*Aim:* Nothing but the line with "Please trace the outline of every instance of the buffet" and the lines after it, through the end of the records below, is to be repeated, exactly as it is.

*Task data:*
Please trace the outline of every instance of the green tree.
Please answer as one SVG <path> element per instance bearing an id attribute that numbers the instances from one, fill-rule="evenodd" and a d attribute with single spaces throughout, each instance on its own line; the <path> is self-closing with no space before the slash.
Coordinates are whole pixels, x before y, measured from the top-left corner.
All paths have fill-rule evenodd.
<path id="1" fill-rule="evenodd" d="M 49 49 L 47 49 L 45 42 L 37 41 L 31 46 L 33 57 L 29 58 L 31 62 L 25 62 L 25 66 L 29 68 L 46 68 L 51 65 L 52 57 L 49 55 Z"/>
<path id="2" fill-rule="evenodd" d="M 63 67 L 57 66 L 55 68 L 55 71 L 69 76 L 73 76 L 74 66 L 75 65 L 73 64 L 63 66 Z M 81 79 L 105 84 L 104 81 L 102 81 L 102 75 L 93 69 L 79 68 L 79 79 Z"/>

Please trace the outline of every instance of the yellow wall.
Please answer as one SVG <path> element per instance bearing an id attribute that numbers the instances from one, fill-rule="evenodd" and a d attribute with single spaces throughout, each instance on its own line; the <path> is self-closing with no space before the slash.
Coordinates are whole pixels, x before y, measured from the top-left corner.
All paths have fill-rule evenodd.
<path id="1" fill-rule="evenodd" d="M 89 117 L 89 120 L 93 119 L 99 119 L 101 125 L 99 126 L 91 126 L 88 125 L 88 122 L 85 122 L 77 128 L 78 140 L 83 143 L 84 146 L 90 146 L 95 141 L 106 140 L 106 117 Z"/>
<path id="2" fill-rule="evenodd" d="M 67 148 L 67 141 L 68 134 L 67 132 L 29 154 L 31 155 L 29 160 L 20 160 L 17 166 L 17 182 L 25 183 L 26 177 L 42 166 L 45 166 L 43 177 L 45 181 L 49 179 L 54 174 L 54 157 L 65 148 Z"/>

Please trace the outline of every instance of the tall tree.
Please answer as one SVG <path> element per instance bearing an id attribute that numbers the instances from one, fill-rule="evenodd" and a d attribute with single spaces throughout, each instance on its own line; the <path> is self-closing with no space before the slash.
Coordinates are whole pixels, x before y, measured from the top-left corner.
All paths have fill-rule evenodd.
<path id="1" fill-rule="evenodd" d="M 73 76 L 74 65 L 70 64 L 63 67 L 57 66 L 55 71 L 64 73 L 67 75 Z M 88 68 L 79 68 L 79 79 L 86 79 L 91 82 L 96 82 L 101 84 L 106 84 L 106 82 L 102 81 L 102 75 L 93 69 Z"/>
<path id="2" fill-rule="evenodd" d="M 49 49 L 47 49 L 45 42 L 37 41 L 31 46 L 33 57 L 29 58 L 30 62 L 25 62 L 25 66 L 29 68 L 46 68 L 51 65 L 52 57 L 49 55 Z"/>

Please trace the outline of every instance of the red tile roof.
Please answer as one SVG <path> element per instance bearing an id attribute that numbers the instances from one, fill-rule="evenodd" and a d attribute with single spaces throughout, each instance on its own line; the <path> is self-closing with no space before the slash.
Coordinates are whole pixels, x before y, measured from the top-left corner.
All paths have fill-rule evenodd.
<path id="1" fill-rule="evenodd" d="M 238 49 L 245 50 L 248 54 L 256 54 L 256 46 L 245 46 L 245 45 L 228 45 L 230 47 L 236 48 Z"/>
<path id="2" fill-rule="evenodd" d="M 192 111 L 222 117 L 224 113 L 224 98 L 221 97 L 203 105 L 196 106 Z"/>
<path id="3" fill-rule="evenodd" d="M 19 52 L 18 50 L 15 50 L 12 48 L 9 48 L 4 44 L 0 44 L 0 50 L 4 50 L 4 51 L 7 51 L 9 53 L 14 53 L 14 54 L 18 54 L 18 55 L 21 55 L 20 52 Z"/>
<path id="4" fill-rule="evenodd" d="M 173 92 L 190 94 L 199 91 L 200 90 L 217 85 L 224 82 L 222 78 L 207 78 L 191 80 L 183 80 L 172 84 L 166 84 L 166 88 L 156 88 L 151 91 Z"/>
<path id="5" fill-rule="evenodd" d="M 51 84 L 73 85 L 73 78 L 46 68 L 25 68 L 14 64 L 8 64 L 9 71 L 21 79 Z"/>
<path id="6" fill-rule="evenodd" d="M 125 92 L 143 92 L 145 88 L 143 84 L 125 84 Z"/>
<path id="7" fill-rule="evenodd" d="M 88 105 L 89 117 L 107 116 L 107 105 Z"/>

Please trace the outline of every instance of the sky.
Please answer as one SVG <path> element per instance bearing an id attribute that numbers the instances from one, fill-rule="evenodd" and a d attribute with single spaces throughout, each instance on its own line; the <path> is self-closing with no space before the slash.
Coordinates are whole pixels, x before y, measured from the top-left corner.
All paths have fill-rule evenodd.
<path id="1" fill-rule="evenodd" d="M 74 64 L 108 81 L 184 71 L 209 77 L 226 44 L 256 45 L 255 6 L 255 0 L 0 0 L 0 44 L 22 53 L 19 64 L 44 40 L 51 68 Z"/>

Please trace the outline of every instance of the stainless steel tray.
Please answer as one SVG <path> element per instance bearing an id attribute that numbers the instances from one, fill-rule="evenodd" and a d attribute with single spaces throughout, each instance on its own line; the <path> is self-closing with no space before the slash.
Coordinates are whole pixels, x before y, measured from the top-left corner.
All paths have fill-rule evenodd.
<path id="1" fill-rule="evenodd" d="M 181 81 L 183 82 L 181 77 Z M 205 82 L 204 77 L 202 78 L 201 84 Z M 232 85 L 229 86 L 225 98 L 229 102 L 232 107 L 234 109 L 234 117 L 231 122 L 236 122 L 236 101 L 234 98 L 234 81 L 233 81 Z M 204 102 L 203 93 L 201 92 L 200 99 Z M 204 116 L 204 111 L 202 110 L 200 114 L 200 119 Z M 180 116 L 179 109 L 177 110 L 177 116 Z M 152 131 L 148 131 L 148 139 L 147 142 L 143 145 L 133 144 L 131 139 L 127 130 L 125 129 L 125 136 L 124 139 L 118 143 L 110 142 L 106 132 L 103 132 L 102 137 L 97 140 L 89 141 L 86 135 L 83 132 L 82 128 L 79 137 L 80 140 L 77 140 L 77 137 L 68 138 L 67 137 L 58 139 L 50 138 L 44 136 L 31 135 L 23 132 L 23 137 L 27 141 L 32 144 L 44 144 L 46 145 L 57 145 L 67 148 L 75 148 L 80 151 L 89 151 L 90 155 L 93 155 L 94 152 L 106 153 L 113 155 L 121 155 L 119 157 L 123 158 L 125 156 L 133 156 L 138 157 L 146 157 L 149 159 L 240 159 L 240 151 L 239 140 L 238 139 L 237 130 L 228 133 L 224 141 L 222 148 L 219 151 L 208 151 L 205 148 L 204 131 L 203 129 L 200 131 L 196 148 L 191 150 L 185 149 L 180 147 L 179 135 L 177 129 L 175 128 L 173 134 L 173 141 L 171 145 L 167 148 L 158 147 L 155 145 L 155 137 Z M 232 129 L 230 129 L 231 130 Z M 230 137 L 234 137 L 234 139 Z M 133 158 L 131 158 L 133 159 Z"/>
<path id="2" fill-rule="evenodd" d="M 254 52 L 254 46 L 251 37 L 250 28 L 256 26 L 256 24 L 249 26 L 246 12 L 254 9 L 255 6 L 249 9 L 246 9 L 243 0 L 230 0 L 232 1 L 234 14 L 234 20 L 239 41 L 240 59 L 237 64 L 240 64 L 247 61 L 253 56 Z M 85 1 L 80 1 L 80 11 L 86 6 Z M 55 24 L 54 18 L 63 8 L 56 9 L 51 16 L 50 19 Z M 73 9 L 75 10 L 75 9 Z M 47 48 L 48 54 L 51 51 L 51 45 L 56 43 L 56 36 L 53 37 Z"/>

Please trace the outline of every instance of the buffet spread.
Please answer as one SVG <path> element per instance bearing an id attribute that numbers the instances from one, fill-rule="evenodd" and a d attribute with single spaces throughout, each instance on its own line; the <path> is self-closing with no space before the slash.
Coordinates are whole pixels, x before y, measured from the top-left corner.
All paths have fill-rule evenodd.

*Exercise result:*
Please trace the outline of every instance of the buffet spread.
Please answer as one SVG <path> element per instance bearing an id attribute that numbers the instances from one, fill-rule="evenodd" and a d attribute with single spaces throughout, each instance on its own line; the <path> is self-closing with no space before the slash.
Coordinates are whole pixels, x before y, measured from the top-left corner.
All paths have fill-rule evenodd.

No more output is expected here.